_Task to carry out_. Take the listing and give it again exactly, from its first line to its last line.

_Records supplied_.
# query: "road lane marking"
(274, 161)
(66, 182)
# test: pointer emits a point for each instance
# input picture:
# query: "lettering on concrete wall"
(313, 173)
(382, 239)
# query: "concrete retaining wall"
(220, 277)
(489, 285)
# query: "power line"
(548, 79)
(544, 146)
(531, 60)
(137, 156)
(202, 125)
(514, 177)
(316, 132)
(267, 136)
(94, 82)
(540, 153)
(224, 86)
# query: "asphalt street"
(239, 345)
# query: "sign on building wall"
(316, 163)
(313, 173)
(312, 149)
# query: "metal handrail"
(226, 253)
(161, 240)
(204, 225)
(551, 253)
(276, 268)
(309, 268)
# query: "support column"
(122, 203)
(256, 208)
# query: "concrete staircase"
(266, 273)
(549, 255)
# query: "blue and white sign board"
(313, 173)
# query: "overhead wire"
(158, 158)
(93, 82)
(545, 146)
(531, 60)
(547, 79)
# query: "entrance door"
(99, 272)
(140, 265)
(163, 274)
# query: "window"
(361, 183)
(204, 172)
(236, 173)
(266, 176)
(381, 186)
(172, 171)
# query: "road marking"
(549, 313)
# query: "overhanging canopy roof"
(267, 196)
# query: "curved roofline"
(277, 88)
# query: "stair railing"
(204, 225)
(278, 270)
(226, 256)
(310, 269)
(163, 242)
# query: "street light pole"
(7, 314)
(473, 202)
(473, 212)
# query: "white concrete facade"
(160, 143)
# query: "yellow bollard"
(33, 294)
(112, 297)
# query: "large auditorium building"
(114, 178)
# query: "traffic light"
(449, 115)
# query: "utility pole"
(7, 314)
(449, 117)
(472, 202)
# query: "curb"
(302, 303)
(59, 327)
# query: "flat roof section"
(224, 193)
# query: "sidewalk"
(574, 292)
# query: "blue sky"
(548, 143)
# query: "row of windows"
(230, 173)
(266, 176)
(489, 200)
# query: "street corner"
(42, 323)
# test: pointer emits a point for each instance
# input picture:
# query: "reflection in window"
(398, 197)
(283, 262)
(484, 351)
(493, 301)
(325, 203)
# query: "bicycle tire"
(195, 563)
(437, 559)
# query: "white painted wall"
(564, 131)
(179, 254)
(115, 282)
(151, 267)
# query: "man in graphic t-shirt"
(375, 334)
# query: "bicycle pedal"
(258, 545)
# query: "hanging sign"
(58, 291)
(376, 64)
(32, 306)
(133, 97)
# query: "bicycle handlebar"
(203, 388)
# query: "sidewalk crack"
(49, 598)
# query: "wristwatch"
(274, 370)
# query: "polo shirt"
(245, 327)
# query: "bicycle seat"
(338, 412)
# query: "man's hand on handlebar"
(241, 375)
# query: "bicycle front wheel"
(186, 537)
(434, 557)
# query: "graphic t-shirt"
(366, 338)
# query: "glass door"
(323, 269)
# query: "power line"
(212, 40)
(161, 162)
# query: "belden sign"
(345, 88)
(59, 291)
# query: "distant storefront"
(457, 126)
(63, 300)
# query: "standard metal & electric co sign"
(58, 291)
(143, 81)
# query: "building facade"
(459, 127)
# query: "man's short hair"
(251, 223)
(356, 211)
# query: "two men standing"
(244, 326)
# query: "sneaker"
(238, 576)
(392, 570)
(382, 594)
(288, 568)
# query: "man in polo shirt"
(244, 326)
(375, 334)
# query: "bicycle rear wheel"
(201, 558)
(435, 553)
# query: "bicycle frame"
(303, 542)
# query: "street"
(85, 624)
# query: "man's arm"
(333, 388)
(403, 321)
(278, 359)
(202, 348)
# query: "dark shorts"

_Task response_.
# query: "road lane marking"
(274, 161)
(66, 182)
# test: pointer emits a point for each instance
# input picture:
# query: "lettering on concrete wall"
(313, 173)
(382, 239)
# query: "concrete retaining wall"
(220, 277)
(489, 285)
# query: "power line"
(548, 79)
(544, 146)
(531, 60)
(137, 156)
(202, 125)
(514, 177)
(316, 132)
(267, 136)
(94, 82)
(540, 153)
(224, 86)
# query: "asphalt street"
(239, 345)
# query: "sign on building wall"
(316, 163)
(313, 173)
(312, 149)
# query: "metal handrail"
(226, 253)
(161, 240)
(204, 225)
(551, 253)
(276, 268)
(309, 268)
# query: "support column"
(122, 203)
(256, 208)
# query: "concrete staircase"
(266, 273)
(549, 255)
# query: "blue and white sign board"
(313, 173)
# query: "overhead wire"
(158, 158)
(93, 82)
(545, 146)
(531, 60)
(547, 79)
# query: "entrance door"
(99, 272)
(140, 265)
(163, 274)
# query: "window"
(361, 183)
(204, 172)
(236, 173)
(266, 176)
(381, 186)
(172, 171)
# query: "road marking"
(549, 313)
# query: "overhanging canopy roof"
(267, 196)
# query: "curved roofline"
(277, 88)
# query: "stair railing"
(204, 225)
(278, 270)
(226, 256)
(310, 269)
(163, 242)
# query: "street light pole"
(7, 314)
(473, 202)
(473, 212)
# query: "white concrete facade"
(160, 143)
# query: "yellow bollard"
(33, 294)
(112, 297)
# query: "large auditorium building"
(114, 178)
# query: "traffic light"
(449, 115)
# query: "utility pole"
(7, 314)
(449, 117)
(472, 202)
# query: "curb"
(302, 303)
(59, 327)
# query: "flat roof section"
(224, 193)
# query: "sidewalk"
(574, 292)
# query: "blue sky"
(548, 143)
# query: "row of windows"
(230, 173)
(266, 176)
(489, 200)
# query: "street corner"
(42, 323)
# test: pointer emits a point for each instance
# input picture:
# query: "reflection in window"
(398, 197)
(283, 262)
(484, 351)
(493, 301)
(325, 203)
# query: "bicycle tire"
(195, 563)
(437, 559)
# query: "white painted wall"
(564, 131)
(179, 254)
(115, 282)
(151, 267)
# query: "man in graphic t-shirt"
(375, 334)
# query: "bicycle pedal"
(258, 545)
# query: "hanging sign"
(58, 291)
(376, 64)
(32, 306)
(133, 97)
# query: "bicycle handlebar"
(203, 388)
# query: "sidewalk crack"
(49, 598)
# query: "wristwatch"
(274, 370)
# query: "polo shirt"
(245, 327)
# query: "bicycle seat"
(338, 412)
# query: "man's hand on handlebar"
(241, 375)
# query: "bicycle front wheel"
(186, 537)
(434, 557)
# query: "graphic t-shirt"
(366, 338)
# query: "glass door"
(323, 269)
# query: "power line"
(212, 40)
(161, 162)
# query: "belden sign"
(345, 88)
(59, 291)
# query: "distant storefront"
(457, 126)
(63, 300)
# query: "standard metal & electric co sign"
(58, 291)
(143, 81)
# query: "building facade"
(459, 127)
# query: "man's short hair"
(251, 223)
(356, 211)
# query: "two men standing"
(244, 326)
# query: "sneaker"
(238, 576)
(392, 570)
(382, 594)
(288, 568)
# query: "man in polo shirt"
(244, 326)
(375, 334)
# query: "bicycle rear wheel"
(201, 558)
(435, 553)
# query: "bicycle frame"
(303, 542)
# query: "street"
(85, 624)
# query: "man's arm"
(333, 388)
(403, 321)
(278, 359)
(202, 348)
# query: "dark shorts"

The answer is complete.